- WHAT THE TASK REQUIRES
Every record is to be restated exactly, with nothing left out.

- DATA PROVIDED

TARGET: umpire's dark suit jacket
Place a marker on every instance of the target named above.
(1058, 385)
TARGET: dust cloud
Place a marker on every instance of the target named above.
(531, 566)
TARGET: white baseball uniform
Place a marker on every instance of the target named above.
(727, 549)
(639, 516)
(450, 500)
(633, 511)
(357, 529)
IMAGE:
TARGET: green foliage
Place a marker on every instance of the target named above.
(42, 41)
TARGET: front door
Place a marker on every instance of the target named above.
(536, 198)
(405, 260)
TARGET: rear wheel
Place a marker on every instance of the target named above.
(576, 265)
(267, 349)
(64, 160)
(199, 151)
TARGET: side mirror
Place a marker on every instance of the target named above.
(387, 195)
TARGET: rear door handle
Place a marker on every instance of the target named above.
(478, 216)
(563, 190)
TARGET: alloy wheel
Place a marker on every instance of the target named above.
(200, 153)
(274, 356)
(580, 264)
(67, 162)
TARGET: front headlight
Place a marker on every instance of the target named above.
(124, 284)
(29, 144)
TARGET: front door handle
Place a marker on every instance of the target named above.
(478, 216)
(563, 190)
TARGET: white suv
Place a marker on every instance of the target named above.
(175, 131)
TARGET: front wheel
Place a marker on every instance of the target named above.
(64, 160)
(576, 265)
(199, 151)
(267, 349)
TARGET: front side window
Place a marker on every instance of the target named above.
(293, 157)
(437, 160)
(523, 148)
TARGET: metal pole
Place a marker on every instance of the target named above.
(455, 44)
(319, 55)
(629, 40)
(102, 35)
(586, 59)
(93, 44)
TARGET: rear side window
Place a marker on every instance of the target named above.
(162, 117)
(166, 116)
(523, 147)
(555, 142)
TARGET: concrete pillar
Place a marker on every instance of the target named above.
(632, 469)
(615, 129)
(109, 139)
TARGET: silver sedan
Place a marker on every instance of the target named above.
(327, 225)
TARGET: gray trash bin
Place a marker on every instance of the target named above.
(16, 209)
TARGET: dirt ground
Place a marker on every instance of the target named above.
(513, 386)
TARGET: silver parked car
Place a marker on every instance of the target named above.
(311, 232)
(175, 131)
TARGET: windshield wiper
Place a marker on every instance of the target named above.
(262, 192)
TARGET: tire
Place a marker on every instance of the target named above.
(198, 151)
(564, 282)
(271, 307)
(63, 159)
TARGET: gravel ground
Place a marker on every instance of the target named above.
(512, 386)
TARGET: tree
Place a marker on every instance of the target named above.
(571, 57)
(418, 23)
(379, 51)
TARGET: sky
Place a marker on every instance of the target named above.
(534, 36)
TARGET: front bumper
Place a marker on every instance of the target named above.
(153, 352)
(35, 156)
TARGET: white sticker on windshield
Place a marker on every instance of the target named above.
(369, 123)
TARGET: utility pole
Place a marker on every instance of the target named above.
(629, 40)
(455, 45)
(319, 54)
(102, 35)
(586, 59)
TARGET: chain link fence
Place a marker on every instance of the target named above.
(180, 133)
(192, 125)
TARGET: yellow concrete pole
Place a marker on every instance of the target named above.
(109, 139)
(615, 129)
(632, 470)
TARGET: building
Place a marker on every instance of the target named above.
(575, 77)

- WRITTEN SOLUTION
TARGET: umpire's dark suit jacket
Place a marker on every instance of the target named above.
(1058, 385)
TARGET: dust cloud
Place a marker on every instance of the target named above.
(531, 566)
TARGET: white baseball uniform
Place a marker on every instance of the target named above.
(727, 549)
(639, 516)
(450, 500)
(633, 511)
(357, 529)
IMAGE:
TARGET: green foliage
Place a marker on every instance of the target named above.
(42, 41)
TARGET: front door
Place a marker on every instance of the target named above.
(536, 198)
(405, 260)
TARGET: rear wheel
Place a marker on every instance of the target named above.
(576, 265)
(267, 349)
(64, 160)
(199, 151)
TARGET: side mirror
Place a marker on every instance of the target named above.
(387, 195)
TARGET: rear door handle
Place a marker on every instance of the target named above.
(478, 216)
(563, 190)
TARGET: alloy wheel
Place a marker on every instance of the target named above.
(200, 153)
(274, 356)
(580, 264)
(67, 162)
TARGET: front headlight
Place a marker on every instance of the target named above.
(124, 284)
(29, 144)
TARGET: front door handle
Place a marker on every instance of the target named above.
(478, 216)
(563, 190)
TARGET: white suv
Place a marker on every instance of the target named above.
(175, 131)
TARGET: front wheel
Place a marker on every instance of the target named above.
(64, 160)
(576, 265)
(199, 151)
(267, 349)
TARGET: front side window
Place a marker on every instance of the target named above.
(293, 157)
(437, 160)
(523, 148)
TARGET: metal pole
Place a marker on every instance of the target named above.
(455, 44)
(319, 55)
(629, 40)
(102, 35)
(586, 59)
(93, 44)
TARGET: rear side window
Place a marker on every instance of the target named above.
(162, 117)
(166, 116)
(523, 147)
(555, 142)
TARGET: concrete pillar
Place a marker on every instance of the target named above.
(632, 469)
(615, 129)
(109, 139)
TARGET: silver sedan
Place a marker on every instance of the target named above.
(327, 225)
TARGET: gray trash bin
Place a marker on every instance of the target named above.
(16, 209)
TARGET: dirt ground
Place a marker on every instance of the target named above.
(513, 386)
TARGET: silver parked car
Place a marker on every instance of the target named above.
(311, 232)
(175, 131)
TARGET: windshield wiper
Place a marker on every instance of the target named above.
(262, 192)
TARGET: tire
Place a marker on every instance of the target named above.
(198, 151)
(564, 282)
(271, 307)
(63, 159)
TARGET: gravel ground
Place a marker on every instance of the target named above.
(512, 386)
TARGET: tree
Place a marker on every instance of the target named above.
(571, 57)
(418, 23)
(379, 51)
TARGET: sky
Place a marker on every instance of the target named above.
(534, 36)
TARGET: front bumper
Place a marker on every instance of the target named above.
(153, 352)
(35, 156)
TARGET: white sticker on windshield
Place a marker on every instance of the target named above.
(369, 123)
TARGET: utility pole
Place a marker on every instance of the target named above.
(629, 40)
(455, 45)
(319, 54)
(102, 35)
(586, 59)
TARGET: chain link fence
Place a marker on every instance of the target named above.
(180, 133)
(192, 125)
TARGET: yellow concrete pole
Place a marker on every instance of the target named above.
(109, 139)
(615, 129)
(632, 470)
TARGET: building
Place a marker on every instance of the target named above.
(575, 77)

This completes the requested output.